_TAREFAS A CUMPRIR:_
[1] Responda com base no texto sobre a Segunda Marquetalia:
(a) Em que data o grupo se instituiu?
(b) Que funções do estado a organização exerce nas suas áreas e redutos de base?
(c) Quantos combatentes a revista Semana atribui ao grupo?
[2] Reproduza, do texto sobre a Segunda Marquetalia, tudo o que vai desde "Vazquez hesitou em" até "classes na Colômbia.".

_EXCERTO DA PÁGINA:_
----------

As forças de guerrilha são responsáveis, sobretudo mas não exclusivamente, pelas operações armadas ofensivas contra o estado e a classe dirigente; as milícias têm a principal tarefa de promover objetivos do grupo num território específico, como uma cidade ou uma aldeia – especialmente nas zonas que foram conquistadas pelas guerrilhas; e o Partido Comunista Clandestino desarmado – tal como os partidos comunistas convencionais – trabalha com os sindicatos, os movimentos sociais, as universidades e as comunidades locais, mas tem de se manter clandestino devido ao seu alinhamento com a Segunda Marquetalia.
Insistindo que a Segunda Marquetalia é principalmente um partido político, e não um grupo armado, Vazquez disse que “As armas fazem parte da aliança das formas de luta e são um guardião das ideias” e “não vamos conquistar o poder através de um movimento armado – a luta armada ocorre porque não há garantias para manifestar as ideias”.
Vazquez hesitou em caracterizá-la como uma rebelião camponesa. Disse que os três componentes organizativos – guerrilha, milícias e partido comunista – reflectem as condições históricas peculiares da luta de classes na Colômbia.
“Onde se desenvolve a luta revolucionária?” perguntou-me. “Não se desenvolve onde as populações estão isoladas no meio da selva, mas onde estão as massas – e a maioria das populações estão hoje nas cidades e é aí que se vai desenvolver a luta revolucionária e a guerrilha”.
Exercendo funções importantes do estado nas suas áreas e redutos de base – impostos, segurança e manutenção de infraestruturas – a chefia proclama que a sua organização é uma forma legítima de governo, sustentada por um programa político abrangente e por um contrato social.
Embora o grupo só se tenha instituído em 29 de Agosto de 2019, a Segunda Marquetalia já tem uma significativa base de apoio civil nas comunidades que visitei. Observei as tropas a passar pelas aldeias sem entraves e vi os seus membros a trabalhar abertamente, interagindo com os civis nas ruas, realizando encontros públicos, aparentemente sem medo de a sua presença ser anunciada às forças militares colombianas.
Uma mulher local que vive numa quinta no seio dum reduto das FARC, que não se considera activista socialista ou política, disse-me que “a comunidade aqui prefere as FARC [Segunda Marquetalia] em vez da polícia ou dos militares”.
“Estão sempre por perto para ajudar imediatamente, quando necessário. Fazem parte de nós e apoiam-nos nas necessidades básicas, numa situação difícil. Também nos ajudam a organizar aqui a comunidade”.
Entretanto, a afirmação recente da Semana, a maior revista da Colômbia, de que eles têm 5000 combatentes e são apoiados por Caracas que lhes permite explorar sistematicamente o território venezuelano é nitidamente incorrecta.

----------

_EXTRATO DE DADOS:_
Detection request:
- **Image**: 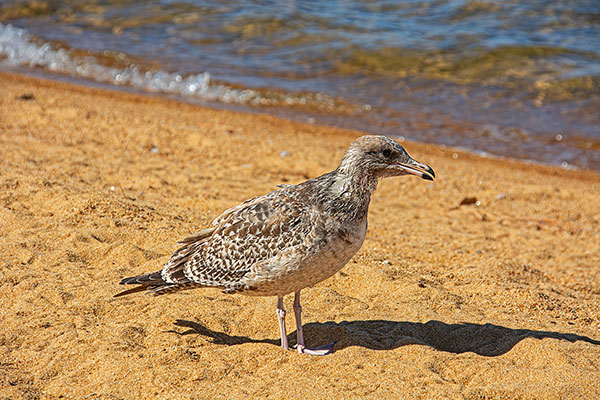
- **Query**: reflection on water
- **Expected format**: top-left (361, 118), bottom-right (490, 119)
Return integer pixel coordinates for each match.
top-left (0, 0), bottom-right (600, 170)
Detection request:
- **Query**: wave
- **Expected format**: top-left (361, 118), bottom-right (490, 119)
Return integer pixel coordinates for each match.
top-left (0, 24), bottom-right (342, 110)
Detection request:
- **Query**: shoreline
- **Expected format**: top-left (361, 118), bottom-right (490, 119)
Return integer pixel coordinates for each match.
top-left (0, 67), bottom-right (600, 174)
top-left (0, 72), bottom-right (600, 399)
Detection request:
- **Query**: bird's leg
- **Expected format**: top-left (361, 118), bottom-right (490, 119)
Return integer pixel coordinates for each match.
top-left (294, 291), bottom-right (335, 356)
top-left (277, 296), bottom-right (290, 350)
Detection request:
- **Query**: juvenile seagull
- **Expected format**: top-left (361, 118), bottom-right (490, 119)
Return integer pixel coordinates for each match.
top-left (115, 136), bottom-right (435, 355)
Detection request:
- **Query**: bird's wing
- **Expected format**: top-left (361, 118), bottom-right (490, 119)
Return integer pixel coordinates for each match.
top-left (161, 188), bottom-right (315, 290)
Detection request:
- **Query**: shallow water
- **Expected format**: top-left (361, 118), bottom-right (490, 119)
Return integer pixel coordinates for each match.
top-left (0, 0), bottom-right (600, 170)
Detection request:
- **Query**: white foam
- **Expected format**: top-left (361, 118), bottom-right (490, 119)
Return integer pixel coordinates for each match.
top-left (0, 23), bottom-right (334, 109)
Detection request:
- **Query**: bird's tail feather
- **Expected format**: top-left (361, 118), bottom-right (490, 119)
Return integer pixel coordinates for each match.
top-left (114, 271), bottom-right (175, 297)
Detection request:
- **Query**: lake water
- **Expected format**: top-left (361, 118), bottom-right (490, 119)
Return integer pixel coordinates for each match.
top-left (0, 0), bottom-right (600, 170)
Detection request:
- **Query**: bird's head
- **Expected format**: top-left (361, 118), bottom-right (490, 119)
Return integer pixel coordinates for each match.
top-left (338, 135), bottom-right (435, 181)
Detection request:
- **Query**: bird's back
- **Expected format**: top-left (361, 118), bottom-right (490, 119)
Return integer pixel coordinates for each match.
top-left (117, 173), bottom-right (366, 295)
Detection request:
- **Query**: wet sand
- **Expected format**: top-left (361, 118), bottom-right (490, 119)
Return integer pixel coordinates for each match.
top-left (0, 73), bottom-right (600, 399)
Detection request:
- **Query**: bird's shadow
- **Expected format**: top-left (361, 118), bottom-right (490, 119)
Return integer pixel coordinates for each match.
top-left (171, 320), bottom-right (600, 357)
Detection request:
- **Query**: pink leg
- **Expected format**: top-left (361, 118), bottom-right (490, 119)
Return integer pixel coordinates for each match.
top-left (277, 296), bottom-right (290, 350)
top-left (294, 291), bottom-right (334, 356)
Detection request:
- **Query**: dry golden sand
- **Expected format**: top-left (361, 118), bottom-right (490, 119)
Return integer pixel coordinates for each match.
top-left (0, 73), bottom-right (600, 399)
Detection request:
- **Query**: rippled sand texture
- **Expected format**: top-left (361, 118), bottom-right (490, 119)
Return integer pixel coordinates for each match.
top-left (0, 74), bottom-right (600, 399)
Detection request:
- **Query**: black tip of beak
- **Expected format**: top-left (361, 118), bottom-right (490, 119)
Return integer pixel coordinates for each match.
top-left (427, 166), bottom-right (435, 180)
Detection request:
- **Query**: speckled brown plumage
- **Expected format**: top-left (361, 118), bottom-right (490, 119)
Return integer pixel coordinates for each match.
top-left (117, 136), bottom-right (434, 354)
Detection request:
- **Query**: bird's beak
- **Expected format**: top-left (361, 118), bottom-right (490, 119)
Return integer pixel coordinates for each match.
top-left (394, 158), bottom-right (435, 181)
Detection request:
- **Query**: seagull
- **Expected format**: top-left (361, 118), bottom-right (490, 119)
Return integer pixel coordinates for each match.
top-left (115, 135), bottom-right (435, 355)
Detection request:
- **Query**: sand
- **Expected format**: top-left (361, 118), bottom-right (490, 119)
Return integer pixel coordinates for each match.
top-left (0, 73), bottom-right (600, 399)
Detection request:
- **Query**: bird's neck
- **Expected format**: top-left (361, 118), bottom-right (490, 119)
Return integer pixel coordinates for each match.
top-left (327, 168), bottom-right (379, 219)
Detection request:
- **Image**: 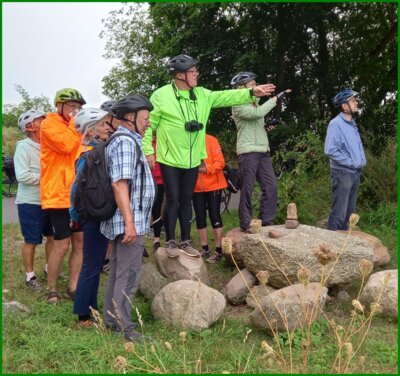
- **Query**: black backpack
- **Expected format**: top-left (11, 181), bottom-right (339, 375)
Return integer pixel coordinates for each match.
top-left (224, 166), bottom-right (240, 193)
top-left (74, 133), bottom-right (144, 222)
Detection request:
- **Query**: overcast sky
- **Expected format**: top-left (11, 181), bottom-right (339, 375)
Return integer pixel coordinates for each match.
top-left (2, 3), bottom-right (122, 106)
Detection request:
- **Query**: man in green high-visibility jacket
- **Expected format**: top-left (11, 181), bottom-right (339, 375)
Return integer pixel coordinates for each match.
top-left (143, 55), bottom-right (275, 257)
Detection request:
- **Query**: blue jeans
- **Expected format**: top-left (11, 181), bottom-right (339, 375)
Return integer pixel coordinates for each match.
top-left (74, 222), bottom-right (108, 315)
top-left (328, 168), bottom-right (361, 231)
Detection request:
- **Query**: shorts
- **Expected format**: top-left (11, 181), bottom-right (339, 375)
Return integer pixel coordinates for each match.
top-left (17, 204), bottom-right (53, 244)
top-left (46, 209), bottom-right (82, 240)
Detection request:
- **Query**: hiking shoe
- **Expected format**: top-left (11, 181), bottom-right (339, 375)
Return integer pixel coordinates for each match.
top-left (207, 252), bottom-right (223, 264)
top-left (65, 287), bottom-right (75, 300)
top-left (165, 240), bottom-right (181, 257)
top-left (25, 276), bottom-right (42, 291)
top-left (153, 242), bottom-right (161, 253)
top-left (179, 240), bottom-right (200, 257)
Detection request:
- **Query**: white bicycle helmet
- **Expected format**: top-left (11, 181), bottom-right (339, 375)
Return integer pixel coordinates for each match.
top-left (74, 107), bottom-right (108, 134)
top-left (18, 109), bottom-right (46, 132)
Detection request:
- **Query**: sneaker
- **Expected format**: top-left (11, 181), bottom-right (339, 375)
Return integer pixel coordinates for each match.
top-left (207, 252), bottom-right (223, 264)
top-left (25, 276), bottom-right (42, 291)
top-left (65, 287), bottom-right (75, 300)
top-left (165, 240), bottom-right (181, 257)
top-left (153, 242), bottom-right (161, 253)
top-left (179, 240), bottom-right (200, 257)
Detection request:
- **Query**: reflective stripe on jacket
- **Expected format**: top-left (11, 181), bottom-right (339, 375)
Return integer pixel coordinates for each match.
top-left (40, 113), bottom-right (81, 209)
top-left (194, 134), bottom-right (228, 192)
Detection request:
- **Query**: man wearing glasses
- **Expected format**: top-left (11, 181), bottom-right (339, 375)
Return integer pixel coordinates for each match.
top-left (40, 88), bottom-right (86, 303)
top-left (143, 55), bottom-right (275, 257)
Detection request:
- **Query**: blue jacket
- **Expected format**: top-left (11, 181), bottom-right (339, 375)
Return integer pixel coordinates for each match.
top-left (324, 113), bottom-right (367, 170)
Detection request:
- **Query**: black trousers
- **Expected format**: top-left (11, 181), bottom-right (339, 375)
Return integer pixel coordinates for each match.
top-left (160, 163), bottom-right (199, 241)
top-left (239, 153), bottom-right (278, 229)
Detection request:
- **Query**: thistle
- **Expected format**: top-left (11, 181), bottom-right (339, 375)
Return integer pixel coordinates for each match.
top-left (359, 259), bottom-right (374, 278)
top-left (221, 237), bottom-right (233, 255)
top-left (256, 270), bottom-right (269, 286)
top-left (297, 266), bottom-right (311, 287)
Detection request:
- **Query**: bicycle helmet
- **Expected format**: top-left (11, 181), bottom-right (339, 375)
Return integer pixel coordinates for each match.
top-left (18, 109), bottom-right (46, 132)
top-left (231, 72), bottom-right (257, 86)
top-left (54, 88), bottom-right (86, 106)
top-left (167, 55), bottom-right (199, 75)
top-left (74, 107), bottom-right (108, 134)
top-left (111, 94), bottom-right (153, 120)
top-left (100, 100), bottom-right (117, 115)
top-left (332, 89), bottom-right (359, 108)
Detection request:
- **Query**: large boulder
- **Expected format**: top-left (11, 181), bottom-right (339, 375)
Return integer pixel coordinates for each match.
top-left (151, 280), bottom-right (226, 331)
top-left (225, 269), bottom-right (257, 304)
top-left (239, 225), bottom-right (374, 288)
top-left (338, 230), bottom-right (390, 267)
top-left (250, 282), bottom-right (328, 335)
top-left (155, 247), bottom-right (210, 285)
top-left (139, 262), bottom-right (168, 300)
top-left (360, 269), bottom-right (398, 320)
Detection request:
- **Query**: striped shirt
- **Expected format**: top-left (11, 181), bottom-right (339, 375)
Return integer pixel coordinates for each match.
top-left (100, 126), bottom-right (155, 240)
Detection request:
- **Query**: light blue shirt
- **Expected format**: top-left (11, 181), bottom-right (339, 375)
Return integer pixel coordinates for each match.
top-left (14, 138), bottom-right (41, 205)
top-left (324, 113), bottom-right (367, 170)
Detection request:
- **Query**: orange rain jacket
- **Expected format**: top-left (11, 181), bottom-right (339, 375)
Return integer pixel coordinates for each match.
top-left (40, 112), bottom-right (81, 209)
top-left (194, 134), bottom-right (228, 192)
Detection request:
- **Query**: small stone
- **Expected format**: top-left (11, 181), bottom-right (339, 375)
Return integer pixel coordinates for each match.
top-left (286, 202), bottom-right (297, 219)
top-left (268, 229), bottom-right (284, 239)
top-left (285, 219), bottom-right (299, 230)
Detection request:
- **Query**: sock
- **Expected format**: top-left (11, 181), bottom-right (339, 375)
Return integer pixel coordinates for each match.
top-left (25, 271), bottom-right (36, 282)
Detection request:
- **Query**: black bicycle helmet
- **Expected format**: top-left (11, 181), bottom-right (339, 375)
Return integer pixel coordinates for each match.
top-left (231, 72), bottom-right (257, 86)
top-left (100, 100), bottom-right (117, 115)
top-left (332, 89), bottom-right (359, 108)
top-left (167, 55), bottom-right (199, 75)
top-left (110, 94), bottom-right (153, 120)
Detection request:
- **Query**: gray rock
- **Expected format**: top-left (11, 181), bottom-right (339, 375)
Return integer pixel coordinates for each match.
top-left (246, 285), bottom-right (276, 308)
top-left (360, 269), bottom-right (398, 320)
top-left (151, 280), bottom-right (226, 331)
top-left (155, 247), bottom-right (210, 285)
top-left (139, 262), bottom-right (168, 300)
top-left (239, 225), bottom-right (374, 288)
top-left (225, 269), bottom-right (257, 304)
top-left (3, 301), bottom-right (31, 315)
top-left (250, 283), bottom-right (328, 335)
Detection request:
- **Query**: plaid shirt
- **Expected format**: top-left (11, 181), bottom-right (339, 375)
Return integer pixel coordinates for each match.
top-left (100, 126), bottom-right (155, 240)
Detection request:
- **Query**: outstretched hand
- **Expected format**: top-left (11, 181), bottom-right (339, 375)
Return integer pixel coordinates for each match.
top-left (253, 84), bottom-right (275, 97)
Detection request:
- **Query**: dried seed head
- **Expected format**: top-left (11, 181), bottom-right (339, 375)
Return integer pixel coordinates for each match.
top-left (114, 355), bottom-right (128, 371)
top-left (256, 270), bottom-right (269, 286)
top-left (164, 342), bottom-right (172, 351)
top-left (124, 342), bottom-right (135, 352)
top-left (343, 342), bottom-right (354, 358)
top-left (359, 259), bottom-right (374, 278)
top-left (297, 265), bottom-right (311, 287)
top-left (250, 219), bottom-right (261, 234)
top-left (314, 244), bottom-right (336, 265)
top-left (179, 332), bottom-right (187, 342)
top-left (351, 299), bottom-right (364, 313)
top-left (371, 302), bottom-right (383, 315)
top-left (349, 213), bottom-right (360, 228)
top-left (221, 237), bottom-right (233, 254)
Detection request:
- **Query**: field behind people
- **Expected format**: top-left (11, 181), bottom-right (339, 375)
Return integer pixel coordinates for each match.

----------

_SOLUÇÕES COMPLETAS:_
[1]
(a) Em 29 de agosto de 2019.
(b) Impostos, segurança e manutenção de infraestruturas.
(c) 5000 combatentes.

[2]
Vazquez hesitou em caracterizá-la como uma rebelião camponesa. Disse que os três componentes organizativos – guerrilha, milícias e partido comunista – reflectem as condições históricas peculiares da luta de classes na Colômbia.